Entries supplied.
------------------------------------

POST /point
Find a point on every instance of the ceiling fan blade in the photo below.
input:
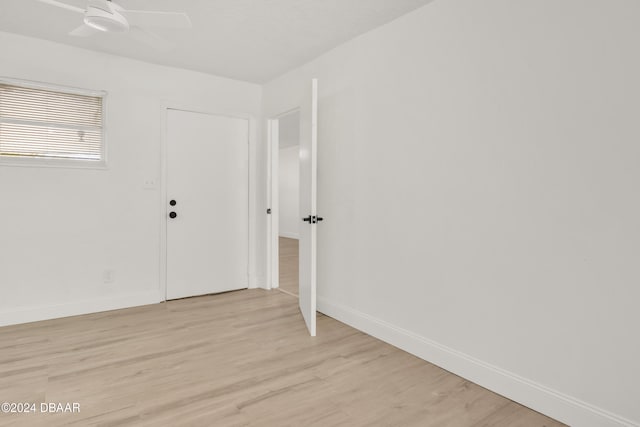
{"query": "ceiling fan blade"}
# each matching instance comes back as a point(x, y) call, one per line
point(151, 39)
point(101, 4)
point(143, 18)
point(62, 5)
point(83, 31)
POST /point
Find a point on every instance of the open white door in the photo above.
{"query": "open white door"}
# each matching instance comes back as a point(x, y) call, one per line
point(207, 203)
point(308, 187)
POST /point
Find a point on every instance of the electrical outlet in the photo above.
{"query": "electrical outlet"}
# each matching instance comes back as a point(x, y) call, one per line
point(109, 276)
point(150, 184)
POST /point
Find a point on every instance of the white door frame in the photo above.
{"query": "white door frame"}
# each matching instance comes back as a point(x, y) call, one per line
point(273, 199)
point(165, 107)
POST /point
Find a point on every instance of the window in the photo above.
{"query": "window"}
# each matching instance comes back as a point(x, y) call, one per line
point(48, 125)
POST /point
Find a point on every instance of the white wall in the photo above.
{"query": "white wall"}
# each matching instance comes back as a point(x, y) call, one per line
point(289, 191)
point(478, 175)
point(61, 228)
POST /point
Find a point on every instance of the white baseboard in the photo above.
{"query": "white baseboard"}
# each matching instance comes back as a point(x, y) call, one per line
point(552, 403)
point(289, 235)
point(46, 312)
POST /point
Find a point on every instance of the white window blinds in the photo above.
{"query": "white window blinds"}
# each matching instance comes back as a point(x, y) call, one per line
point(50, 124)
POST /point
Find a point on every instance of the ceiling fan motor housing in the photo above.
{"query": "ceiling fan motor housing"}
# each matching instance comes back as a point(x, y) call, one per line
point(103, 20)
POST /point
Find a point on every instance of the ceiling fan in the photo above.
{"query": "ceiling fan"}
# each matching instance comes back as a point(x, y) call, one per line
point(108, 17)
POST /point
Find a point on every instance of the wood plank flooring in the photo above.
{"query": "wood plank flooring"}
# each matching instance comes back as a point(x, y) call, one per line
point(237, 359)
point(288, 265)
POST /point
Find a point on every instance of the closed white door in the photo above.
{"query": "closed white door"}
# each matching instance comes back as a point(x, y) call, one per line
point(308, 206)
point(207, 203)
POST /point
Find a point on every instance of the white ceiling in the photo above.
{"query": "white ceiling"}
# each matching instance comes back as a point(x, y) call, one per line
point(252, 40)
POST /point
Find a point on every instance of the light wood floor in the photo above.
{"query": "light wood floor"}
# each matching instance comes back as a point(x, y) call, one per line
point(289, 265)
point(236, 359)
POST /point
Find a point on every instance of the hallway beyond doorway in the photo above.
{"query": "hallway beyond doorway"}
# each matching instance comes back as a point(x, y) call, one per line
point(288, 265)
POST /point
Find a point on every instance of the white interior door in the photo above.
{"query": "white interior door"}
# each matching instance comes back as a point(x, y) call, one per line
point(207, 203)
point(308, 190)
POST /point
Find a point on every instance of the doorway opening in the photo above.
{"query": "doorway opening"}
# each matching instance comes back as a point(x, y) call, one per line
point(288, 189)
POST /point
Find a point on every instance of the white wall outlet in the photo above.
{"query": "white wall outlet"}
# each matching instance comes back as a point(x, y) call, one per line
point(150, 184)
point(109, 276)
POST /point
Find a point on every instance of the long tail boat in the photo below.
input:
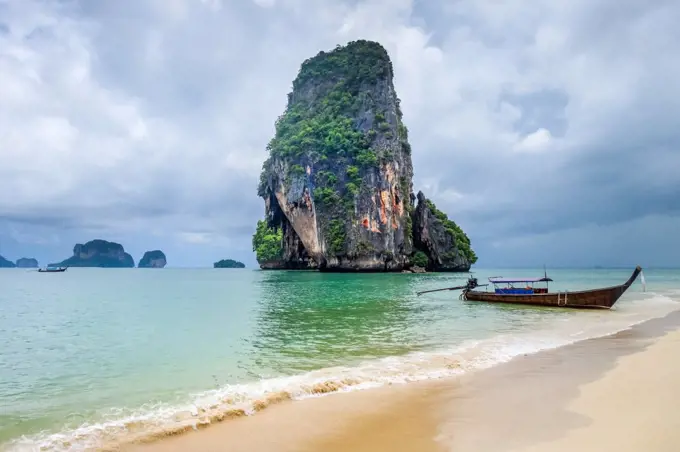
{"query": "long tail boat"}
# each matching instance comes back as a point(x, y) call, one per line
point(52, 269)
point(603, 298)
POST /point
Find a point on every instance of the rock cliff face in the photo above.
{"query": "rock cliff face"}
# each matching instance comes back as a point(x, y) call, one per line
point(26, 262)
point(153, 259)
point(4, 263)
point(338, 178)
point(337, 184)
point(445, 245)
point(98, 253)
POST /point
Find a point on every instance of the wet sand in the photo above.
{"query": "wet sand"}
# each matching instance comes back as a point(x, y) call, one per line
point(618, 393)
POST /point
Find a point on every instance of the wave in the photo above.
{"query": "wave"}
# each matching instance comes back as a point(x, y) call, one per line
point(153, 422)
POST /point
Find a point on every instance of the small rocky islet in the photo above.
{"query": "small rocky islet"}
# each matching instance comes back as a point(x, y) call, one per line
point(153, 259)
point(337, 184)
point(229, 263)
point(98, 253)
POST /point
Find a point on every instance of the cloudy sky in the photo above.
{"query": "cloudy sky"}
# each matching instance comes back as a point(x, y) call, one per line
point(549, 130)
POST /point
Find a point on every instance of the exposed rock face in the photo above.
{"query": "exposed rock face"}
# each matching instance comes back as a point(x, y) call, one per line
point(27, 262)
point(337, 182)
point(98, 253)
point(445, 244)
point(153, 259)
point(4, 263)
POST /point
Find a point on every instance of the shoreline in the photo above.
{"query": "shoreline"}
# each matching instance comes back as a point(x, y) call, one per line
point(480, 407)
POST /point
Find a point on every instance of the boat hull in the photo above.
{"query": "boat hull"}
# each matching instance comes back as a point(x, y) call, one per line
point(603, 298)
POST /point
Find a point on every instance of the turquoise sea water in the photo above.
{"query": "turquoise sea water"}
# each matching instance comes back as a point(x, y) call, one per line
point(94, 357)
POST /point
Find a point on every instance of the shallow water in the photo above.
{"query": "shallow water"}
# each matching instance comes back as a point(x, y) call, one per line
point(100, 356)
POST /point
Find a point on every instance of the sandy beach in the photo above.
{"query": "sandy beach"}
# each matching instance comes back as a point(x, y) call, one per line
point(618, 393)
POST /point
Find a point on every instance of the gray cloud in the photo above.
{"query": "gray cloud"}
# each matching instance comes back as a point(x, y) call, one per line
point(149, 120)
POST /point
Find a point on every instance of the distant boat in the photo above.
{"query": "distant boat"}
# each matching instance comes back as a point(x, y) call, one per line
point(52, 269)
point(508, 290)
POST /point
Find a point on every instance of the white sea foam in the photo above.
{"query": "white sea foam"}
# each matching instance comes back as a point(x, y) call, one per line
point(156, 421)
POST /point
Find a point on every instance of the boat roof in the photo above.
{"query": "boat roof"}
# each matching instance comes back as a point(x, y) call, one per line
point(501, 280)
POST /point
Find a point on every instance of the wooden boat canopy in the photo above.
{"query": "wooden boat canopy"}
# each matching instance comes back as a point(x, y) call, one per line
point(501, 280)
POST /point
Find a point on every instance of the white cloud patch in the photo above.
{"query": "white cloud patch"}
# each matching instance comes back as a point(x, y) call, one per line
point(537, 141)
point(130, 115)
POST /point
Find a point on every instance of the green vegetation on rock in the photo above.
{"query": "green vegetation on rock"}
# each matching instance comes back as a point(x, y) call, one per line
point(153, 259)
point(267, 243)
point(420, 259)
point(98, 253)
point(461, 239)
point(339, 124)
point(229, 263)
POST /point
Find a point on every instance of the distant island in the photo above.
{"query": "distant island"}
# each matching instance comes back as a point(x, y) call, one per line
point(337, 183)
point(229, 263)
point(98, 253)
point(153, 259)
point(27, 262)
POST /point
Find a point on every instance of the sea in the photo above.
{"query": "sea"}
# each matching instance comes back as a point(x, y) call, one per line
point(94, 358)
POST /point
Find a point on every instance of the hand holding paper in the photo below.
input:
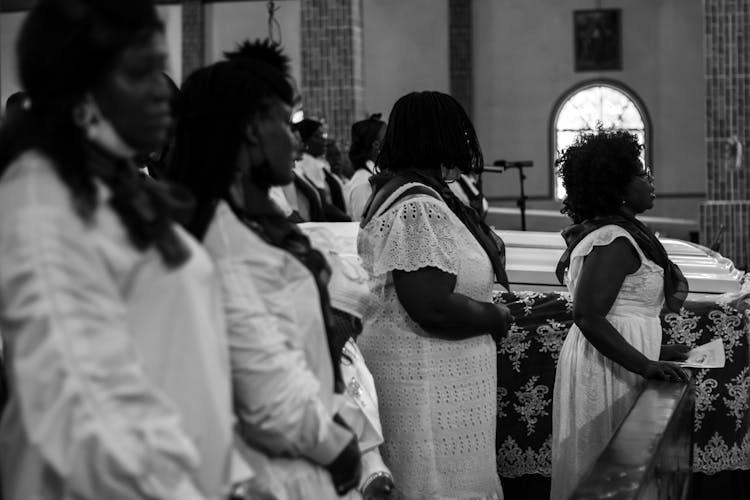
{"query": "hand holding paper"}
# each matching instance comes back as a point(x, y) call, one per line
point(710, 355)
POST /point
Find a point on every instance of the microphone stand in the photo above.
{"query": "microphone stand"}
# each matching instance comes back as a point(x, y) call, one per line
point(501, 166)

------------------------------------

Copy each line of the entries that includes the word "hand".

Find a point on every instance of the hand holding paper in the photo below.
{"query": "hand holding paper"}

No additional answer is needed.